Work to be completed:
Return the material below line for line, with no changes, but omit the pictures.

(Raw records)
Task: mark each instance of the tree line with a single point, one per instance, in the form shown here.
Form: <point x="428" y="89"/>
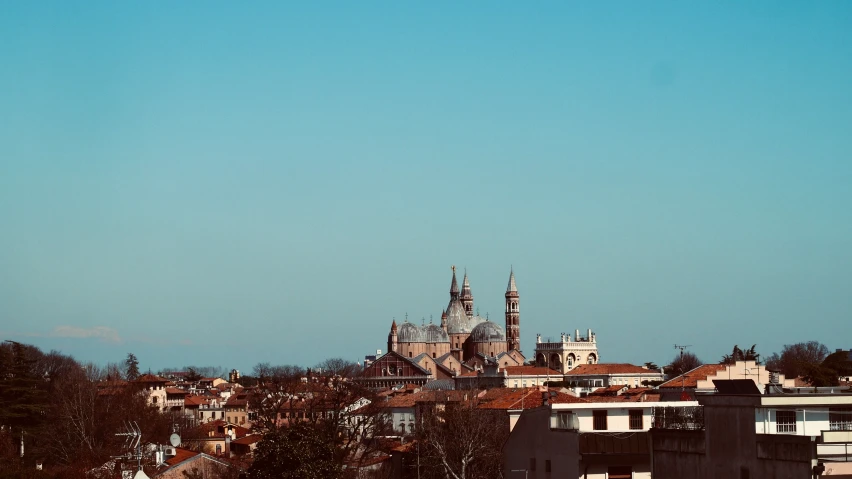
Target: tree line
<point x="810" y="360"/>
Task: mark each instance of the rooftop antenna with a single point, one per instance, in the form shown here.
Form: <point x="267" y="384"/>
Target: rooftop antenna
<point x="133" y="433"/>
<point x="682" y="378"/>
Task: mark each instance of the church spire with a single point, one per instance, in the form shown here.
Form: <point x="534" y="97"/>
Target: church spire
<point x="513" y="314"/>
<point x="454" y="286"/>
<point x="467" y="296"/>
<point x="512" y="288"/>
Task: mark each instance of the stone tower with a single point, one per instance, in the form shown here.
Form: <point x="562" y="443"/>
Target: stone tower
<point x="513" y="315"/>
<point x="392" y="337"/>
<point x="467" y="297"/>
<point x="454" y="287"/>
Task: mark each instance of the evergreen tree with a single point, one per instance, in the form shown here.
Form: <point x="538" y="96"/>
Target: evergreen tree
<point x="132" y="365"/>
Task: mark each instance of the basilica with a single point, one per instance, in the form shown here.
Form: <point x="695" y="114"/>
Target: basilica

Response for this exercise:
Task: mark each instance of the tree line with a single point, one per instance, in the form shown here.
Form: <point x="428" y="89"/>
Target: tree line
<point x="810" y="360"/>
Task: mark each instance of the rooftop antenna with a single point, one per instance, in the form shown here.
Form: <point x="267" y="384"/>
Target: rooftop antenna
<point x="133" y="433"/>
<point x="682" y="378"/>
Task: mark each instance of the church spire with a single point, one per instance, in the form shown here.
Form: <point x="534" y="97"/>
Target: church spire
<point x="513" y="314"/>
<point x="454" y="286"/>
<point x="467" y="296"/>
<point x="512" y="288"/>
Task: mark each instance of the stone tower with a single point, one per instance, in the form shown here.
Form: <point x="562" y="443"/>
Target: stone tower
<point x="513" y="315"/>
<point x="392" y="337"/>
<point x="467" y="297"/>
<point x="454" y="287"/>
Task: mark each instance of the evergreen tree with a single point, one per instance, in the form shown here.
Form: <point x="538" y="96"/>
Target: evergreen tree
<point x="132" y="365"/>
Task: mark each instance of the basilica with a single point, one per instance, in the form shown here.
Form: <point x="695" y="114"/>
Target: basilica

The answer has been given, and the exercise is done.